┌────────

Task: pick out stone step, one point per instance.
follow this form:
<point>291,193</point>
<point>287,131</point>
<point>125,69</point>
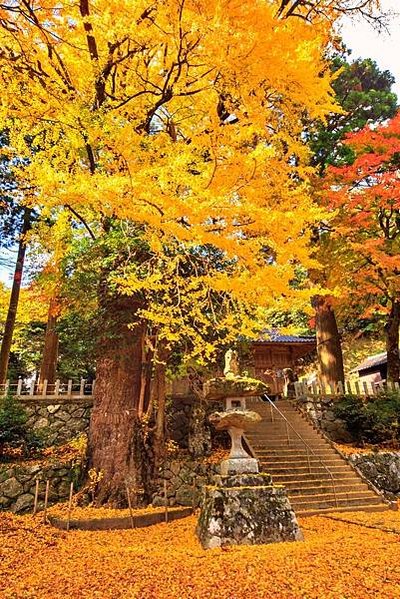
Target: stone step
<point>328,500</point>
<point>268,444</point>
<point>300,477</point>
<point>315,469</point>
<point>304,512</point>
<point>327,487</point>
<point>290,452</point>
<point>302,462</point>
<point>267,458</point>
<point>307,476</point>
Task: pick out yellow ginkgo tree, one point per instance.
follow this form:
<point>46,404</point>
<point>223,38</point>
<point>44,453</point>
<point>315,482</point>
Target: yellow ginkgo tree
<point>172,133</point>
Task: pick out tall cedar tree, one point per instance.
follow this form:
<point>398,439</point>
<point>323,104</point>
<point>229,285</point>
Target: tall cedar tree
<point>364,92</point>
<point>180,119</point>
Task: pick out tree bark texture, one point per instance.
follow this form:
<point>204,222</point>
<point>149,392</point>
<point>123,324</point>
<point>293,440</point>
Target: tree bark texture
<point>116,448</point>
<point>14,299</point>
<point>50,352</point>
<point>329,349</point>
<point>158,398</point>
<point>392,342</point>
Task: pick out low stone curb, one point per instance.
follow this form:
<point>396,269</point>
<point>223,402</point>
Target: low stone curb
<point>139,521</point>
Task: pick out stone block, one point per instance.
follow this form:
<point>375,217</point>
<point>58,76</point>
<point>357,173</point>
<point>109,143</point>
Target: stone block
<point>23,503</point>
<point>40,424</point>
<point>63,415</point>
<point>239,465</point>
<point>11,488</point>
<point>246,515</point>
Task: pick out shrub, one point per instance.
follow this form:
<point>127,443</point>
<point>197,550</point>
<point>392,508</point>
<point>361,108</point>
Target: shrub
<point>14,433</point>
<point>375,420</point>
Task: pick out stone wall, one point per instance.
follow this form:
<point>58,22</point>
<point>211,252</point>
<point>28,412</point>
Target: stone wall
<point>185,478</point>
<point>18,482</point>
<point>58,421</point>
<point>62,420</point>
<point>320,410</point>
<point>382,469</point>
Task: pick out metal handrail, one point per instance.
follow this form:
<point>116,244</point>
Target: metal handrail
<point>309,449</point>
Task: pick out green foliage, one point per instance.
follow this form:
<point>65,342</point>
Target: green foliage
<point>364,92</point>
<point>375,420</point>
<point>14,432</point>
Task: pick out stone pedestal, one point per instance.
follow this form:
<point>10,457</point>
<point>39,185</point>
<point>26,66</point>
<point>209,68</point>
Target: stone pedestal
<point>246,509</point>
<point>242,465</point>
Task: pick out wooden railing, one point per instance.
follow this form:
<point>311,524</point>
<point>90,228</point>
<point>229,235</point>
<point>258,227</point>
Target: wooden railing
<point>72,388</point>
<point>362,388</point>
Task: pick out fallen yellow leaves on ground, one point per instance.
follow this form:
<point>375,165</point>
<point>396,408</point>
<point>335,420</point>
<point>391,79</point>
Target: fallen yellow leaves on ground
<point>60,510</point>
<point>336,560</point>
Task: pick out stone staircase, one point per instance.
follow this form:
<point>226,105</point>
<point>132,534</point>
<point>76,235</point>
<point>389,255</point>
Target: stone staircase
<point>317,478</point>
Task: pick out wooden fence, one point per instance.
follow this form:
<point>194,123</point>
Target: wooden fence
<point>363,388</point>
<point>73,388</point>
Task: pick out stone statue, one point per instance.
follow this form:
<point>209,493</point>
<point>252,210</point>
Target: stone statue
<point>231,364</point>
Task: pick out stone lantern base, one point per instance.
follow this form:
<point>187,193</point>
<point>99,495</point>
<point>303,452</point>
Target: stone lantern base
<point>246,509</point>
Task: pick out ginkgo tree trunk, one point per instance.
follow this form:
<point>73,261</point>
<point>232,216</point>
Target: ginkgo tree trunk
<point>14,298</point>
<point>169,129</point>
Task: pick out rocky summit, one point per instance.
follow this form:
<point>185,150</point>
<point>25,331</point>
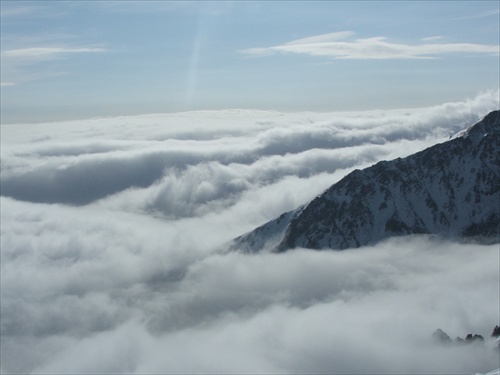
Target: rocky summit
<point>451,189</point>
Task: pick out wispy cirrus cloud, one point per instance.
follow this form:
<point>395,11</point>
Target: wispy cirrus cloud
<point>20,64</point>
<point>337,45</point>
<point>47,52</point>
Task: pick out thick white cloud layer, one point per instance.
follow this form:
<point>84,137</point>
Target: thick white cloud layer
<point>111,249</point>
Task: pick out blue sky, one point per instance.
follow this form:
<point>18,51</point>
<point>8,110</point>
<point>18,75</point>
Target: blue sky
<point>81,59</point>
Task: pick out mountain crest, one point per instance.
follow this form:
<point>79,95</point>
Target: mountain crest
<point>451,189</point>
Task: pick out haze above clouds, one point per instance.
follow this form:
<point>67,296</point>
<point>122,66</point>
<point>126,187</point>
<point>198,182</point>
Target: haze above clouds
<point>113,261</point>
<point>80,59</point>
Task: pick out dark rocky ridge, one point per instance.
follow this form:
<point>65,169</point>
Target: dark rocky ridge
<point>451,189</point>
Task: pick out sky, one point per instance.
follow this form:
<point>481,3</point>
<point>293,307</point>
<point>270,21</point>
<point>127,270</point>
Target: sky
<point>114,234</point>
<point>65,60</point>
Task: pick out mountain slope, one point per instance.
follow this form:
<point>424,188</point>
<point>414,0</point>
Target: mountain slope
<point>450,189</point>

└────────

Leave the pictures out and output exactly the lines above, from the start of the listing through the line with "<point>44,453</point>".

Task: pick out stone step, one point per instance.
follow this form:
<point>291,193</point>
<point>287,131</point>
<point>125,69</point>
Target: stone step
<point>328,500</point>
<point>268,444</point>
<point>300,477</point>
<point>315,469</point>
<point>304,512</point>
<point>327,487</point>
<point>290,452</point>
<point>302,462</point>
<point>267,458</point>
<point>307,476</point>
Task: pick out yellow ginkgo tree, one point per instance.
follow this form:
<point>46,404</point>
<point>223,38</point>
<point>44,453</point>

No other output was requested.